• [Exercise aim] Your answer must be every record below, written out exactly as it appears.

[Source records]
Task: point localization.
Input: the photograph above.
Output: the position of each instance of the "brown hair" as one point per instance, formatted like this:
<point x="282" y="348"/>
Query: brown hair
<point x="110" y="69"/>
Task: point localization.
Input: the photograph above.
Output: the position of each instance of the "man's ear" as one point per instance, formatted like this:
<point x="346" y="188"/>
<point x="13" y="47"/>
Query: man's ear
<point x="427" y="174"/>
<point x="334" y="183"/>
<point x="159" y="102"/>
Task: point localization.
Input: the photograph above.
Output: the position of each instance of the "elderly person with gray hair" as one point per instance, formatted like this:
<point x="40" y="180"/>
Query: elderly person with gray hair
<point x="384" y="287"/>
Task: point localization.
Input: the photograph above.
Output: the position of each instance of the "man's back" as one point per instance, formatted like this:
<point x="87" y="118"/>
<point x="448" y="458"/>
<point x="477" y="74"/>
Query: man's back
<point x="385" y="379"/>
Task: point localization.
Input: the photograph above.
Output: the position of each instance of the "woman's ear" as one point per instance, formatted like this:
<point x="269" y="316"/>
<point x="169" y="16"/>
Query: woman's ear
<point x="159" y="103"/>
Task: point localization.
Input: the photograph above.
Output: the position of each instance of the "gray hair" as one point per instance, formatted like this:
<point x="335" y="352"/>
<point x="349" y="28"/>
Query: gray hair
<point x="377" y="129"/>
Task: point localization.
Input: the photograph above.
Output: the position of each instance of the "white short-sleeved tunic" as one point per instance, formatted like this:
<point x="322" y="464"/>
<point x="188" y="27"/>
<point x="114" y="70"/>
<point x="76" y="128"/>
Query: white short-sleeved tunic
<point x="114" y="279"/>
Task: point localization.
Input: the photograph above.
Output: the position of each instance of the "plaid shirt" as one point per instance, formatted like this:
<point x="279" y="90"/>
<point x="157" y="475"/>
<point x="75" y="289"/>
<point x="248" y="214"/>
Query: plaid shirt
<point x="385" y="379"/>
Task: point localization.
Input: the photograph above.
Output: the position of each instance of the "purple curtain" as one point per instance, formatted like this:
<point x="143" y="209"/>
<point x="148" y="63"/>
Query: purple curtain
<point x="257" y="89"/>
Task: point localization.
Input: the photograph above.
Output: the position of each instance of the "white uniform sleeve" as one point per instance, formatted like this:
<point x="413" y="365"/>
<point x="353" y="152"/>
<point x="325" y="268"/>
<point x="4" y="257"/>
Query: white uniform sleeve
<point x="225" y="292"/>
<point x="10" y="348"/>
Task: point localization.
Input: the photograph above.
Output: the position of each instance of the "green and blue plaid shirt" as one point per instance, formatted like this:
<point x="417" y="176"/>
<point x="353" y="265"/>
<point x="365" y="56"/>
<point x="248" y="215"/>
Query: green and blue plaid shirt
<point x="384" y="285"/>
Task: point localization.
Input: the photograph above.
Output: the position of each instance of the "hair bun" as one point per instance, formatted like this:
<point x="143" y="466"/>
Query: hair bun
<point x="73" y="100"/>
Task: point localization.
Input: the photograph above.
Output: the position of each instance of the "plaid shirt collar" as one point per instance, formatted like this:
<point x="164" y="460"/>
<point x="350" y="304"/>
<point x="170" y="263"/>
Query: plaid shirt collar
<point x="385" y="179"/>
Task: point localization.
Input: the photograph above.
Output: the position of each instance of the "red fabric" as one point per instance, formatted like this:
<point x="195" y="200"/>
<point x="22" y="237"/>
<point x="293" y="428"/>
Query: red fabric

• [Output]
Task: point localization.
Input: the photograph above.
Output: the position of each instance of the "brown hair" as one point per instance, formatted like this:
<point x="282" y="348"/>
Query: brown hair
<point x="110" y="69"/>
Task: point localization.
Input: the photograph above.
Output: the position of each instance of the "man's ear" as one point per instance, formatted like this:
<point x="346" y="188"/>
<point x="13" y="47"/>
Query: man's ear
<point x="427" y="174"/>
<point x="334" y="183"/>
<point x="159" y="102"/>
Task: point localization.
Input: the photograph above.
Output: the position of each instance of the "elderly person with gray hair" as one point per instance, formatted like this:
<point x="40" y="180"/>
Query: elderly person with gray hair
<point x="384" y="287"/>
Task: point localization.
Input: the photograph above.
Output: the position of each instance of the "man's back" as one point per instance, formatted like this:
<point x="87" y="118"/>
<point x="448" y="458"/>
<point x="477" y="74"/>
Query: man's back
<point x="385" y="379"/>
Task: point localization.
Input: the photograph above.
Output: the position of each instance of the "woman's ear" as one point per instance, formatted like this:
<point x="269" y="316"/>
<point x="169" y="16"/>
Query: woman's ear
<point x="159" y="103"/>
Task: point localization.
Input: the photograph above.
Output: the position of each instance of the "gray hair" as one point per instance, formatted like this:
<point x="335" y="352"/>
<point x="349" y="28"/>
Query: gray hair
<point x="377" y="129"/>
Task: point localization.
Input: the photograph above.
Output: the position of each instance of the "white short-sleeved tunic" as one point per instance, formatted like this:
<point x="322" y="464"/>
<point x="188" y="27"/>
<point x="114" y="70"/>
<point x="76" y="128"/>
Query: white short-sleeved tunic
<point x="114" y="279"/>
Task: point localization.
Input: the photograph above.
Output: the position of each instance of the "plaid shirt" as one point per instance, formatted like this:
<point x="279" y="90"/>
<point x="157" y="475"/>
<point x="75" y="289"/>
<point x="248" y="214"/>
Query: plaid shirt
<point x="385" y="379"/>
Task: point localization.
Input: the photograph above.
Output: the position of each instance of the "purple curtain" as one point per instance, formatted like this:
<point x="143" y="209"/>
<point x="148" y="63"/>
Query: purple curtain
<point x="257" y="89"/>
Task: point localization.
Input: the photograph above.
Output: the position of each instance of the "white uniform sleeve" as one point per instance, formatted like this:
<point x="413" y="365"/>
<point x="353" y="152"/>
<point x="325" y="268"/>
<point x="4" y="257"/>
Query: white uniform sleeve
<point x="225" y="292"/>
<point x="10" y="348"/>
Task: point localization.
Input: the photograph above.
Output: the position of each instance of the "green and blue plaid shirt" as one point per instance, formatted like this:
<point x="417" y="176"/>
<point x="353" y="265"/>
<point x="365" y="56"/>
<point x="248" y="215"/>
Query: green and blue plaid shirt
<point x="384" y="285"/>
Task: point localization.
Input: the photograph above.
Output: the position of each instance of the "hair bun" as one point per instance, formatted like this:
<point x="143" y="466"/>
Query: hair bun
<point x="73" y="100"/>
Task: point localization.
Input: the photograph above.
Output: the position of each instance of the "plaid shirt collar" as one point per instance, formatted like this:
<point x="164" y="460"/>
<point x="350" y="304"/>
<point x="170" y="263"/>
Query: plaid shirt collar
<point x="385" y="179"/>
Task: point localization.
Input: the photograph above.
Output: the position of each instance of the "red fabric" as one point per instance, formatted like this:
<point x="195" y="200"/>
<point x="22" y="237"/>
<point x="293" y="428"/>
Query: red fabric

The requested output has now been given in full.